▶ WRITTEN INSTRUCTION:
Lay out the lines of the entries below as a Markdown table with the columns Row and Line. Begin with the line that contains "In this exercise you will indicate the light", continue through the line that contains "x=551, y=254", and leave out blank lines.
:: PROVIDED INFORMATION ::
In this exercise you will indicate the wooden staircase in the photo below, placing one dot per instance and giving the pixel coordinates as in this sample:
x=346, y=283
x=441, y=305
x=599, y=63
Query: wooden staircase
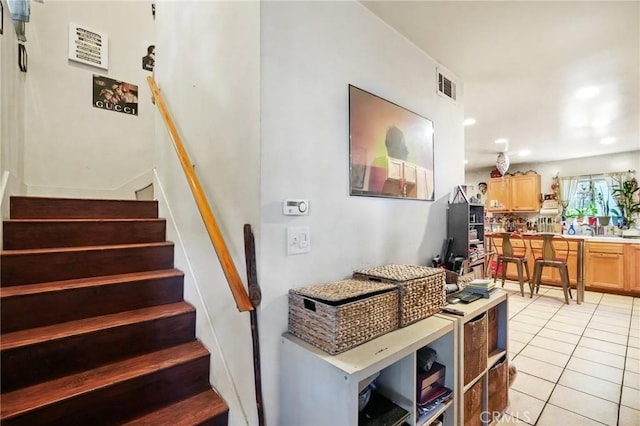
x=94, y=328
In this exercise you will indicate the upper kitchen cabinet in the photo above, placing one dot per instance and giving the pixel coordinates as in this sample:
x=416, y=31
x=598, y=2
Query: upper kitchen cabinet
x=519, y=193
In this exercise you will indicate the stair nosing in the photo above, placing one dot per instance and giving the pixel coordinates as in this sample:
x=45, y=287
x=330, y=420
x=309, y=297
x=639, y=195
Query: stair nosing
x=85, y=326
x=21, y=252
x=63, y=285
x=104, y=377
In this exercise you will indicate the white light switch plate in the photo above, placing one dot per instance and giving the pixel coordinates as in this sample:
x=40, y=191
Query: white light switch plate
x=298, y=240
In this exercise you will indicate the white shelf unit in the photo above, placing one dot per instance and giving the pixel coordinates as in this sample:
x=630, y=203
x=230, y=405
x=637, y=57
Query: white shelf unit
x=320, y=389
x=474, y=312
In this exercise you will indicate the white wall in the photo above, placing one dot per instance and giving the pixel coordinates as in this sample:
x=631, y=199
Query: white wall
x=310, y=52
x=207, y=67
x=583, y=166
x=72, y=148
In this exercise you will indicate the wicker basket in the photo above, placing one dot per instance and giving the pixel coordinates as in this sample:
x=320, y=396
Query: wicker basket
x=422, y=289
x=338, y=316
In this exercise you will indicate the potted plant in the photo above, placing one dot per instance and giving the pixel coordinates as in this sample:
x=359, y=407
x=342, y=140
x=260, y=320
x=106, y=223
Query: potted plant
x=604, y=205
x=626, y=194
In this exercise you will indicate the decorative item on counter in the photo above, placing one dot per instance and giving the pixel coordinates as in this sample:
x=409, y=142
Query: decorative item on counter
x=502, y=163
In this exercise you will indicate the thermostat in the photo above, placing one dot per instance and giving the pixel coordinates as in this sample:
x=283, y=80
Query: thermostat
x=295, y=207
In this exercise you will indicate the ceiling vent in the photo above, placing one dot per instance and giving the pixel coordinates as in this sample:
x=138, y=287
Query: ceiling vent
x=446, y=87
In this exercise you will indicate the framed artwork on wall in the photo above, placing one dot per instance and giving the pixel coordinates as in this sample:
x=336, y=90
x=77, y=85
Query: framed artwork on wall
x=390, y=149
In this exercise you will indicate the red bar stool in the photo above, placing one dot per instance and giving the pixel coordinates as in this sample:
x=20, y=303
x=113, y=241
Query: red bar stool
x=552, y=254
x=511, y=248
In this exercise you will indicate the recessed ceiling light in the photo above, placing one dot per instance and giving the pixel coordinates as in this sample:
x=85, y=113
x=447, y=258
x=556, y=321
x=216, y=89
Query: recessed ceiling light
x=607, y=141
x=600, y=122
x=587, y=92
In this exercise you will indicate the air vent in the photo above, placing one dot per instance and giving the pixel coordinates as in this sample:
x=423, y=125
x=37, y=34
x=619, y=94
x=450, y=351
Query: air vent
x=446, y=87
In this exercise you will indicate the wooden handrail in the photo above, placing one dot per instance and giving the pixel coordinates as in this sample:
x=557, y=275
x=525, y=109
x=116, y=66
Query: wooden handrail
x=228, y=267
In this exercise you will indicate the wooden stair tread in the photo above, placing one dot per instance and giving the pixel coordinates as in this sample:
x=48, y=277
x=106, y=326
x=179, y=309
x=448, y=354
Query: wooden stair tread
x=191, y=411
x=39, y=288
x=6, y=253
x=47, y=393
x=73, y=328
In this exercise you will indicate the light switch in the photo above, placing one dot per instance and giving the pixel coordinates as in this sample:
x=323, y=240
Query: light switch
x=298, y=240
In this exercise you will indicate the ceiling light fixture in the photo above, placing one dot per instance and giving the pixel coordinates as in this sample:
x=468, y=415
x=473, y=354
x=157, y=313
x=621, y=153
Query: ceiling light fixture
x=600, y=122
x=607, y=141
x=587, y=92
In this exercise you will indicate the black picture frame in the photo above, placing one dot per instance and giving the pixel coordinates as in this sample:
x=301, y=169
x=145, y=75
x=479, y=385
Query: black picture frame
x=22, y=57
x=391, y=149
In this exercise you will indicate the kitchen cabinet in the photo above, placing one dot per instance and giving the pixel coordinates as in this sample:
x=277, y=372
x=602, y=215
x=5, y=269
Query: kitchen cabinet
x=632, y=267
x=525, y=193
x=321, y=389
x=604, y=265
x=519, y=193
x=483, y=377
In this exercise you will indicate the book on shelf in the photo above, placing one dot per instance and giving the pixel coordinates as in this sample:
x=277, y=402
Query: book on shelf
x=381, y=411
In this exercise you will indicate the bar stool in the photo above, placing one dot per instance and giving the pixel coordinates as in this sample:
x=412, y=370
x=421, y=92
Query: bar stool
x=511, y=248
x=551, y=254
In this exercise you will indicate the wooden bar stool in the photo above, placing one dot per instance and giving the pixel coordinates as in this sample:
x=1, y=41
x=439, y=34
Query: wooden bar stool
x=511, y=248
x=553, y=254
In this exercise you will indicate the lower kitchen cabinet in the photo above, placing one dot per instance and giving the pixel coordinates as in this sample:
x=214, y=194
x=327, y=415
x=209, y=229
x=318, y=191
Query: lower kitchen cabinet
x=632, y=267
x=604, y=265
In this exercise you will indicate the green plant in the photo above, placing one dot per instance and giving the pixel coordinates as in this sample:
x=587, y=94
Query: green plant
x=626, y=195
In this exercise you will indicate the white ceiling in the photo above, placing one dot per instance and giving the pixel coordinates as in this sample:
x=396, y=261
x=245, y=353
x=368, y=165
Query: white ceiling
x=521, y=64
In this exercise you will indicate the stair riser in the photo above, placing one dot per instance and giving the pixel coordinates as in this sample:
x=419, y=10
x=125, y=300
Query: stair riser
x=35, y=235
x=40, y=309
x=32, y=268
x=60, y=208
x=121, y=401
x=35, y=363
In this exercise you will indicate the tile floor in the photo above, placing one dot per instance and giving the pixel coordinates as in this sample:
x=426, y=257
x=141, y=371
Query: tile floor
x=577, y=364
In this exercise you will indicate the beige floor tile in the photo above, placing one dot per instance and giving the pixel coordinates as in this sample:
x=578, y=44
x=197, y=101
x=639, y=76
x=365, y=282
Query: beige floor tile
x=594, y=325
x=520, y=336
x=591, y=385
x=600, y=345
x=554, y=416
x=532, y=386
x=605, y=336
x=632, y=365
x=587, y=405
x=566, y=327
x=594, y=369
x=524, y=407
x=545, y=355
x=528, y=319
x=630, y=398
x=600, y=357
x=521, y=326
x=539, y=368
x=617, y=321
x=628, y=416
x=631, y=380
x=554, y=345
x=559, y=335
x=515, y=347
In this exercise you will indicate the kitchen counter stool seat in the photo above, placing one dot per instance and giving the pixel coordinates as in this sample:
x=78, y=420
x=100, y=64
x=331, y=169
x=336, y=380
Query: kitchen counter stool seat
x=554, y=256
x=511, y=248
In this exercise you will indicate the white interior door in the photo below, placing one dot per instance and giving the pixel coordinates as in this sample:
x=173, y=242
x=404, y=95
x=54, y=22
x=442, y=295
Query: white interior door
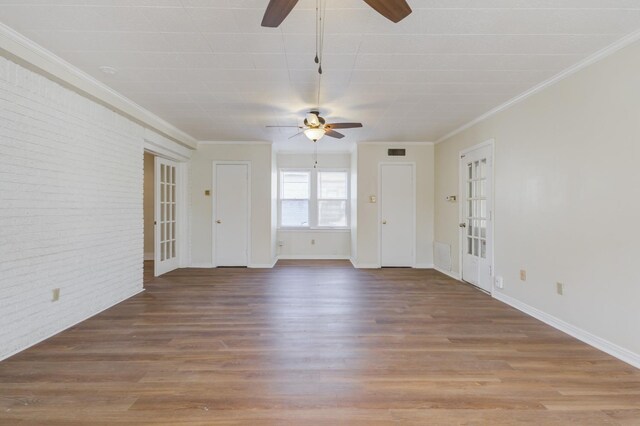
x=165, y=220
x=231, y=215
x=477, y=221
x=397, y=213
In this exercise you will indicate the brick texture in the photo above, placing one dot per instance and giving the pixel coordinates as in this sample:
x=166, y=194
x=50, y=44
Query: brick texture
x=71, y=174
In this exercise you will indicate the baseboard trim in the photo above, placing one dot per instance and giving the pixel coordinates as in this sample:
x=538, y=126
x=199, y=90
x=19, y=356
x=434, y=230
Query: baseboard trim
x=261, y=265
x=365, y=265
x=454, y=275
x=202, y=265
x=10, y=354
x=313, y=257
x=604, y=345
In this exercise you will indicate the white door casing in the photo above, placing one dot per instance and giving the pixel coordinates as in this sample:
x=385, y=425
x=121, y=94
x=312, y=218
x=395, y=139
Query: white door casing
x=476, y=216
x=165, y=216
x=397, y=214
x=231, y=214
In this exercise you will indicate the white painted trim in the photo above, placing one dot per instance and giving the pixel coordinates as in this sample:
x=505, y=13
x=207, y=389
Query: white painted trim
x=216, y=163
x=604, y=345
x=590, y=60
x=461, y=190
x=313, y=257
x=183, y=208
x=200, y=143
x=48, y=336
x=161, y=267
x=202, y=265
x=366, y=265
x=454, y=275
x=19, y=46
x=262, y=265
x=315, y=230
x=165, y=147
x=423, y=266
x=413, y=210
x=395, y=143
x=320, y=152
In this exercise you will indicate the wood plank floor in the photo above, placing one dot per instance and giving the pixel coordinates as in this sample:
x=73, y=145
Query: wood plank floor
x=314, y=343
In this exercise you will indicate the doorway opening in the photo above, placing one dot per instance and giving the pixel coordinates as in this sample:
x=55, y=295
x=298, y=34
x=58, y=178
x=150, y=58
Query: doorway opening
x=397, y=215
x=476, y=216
:::
▶ SOLUTION TO THIS PROBLEM:
| Row | Line |
|---|---|
| 1 | In this exercise you will indicate the light switch in the photo above, placing one dot per instance and giving the pixel coordinates as in this sample: |
| 2 | x=323, y=240 |
| 3 | Query: light switch |
| 4 | x=298, y=240 |
| 5 | In this exercise you will indicate the ceiling light fixture in the photo above, placing one dot per instance and giving the pixel coordinates as in this sample: |
| 6 | x=468, y=415 |
| 7 | x=473, y=354 |
| 8 | x=157, y=313 |
| 9 | x=621, y=153 |
| 10 | Query: ceiling light fixture |
| 11 | x=600, y=122 |
| 12 | x=607, y=141 |
| 13 | x=587, y=92 |
| 14 | In this exercise you will indicate the black picture frame in the photo above, placing one dot per instance and giving the pixel coordinates as in this sample: |
| 15 | x=301, y=169 |
| 16 | x=145, y=75 |
| 17 | x=479, y=385 |
| 18 | Query: black picture frame |
| 19 | x=22, y=57 |
| 20 | x=391, y=149 |
| 21 | In this exercise you will indicate the kitchen cabinet in the photo above, placing one dot per instance and giving the pixel coordinates as in this sample: |
| 22 | x=277, y=372 |
| 23 | x=602, y=215 |
| 24 | x=5, y=269 |
| 25 | Query: kitchen cabinet |
| 26 | x=632, y=267 |
| 27 | x=525, y=193 |
| 28 | x=321, y=389 |
| 29 | x=604, y=265 |
| 30 | x=519, y=193 |
| 31 | x=483, y=377 |
| 32 | In this exercise you will indicate the book on shelf in the photo above, placing one dot per instance and giving the pixel coordinates as in this sample: |
| 33 | x=277, y=402 |
| 34 | Query: book on shelf |
| 35 | x=381, y=411 |
| 36 | In this exercise you will indicate the bar stool in the photo above, placing one dot per instance and giving the pixel coordinates as in this sample: |
| 37 | x=412, y=370 |
| 38 | x=421, y=92 |
| 39 | Query: bar stool |
| 40 | x=511, y=248 |
| 41 | x=551, y=254 |